• _What needs to be done_
Retype the data below verbatim; pictures do not belong in the copy.

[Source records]
·····
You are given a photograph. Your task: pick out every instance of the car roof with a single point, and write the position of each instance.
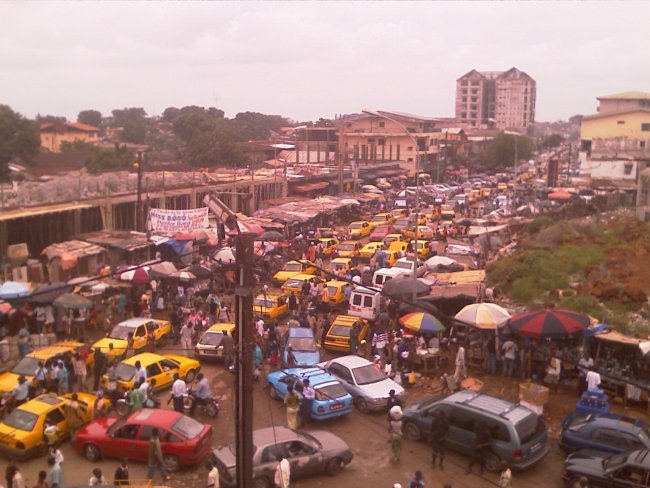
(351, 361)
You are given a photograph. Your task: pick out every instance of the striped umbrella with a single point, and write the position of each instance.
(552, 323)
(484, 315)
(421, 322)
·····
• _Exercise solution_
You are given a photograph. Your task: pick out every instance of the car roof with a single point, and write the position of each instance.
(351, 361)
You are given a photograph. Your task: pick out every instance of the striped umbrella with a single point, and write the position of each instance.
(552, 323)
(484, 315)
(421, 322)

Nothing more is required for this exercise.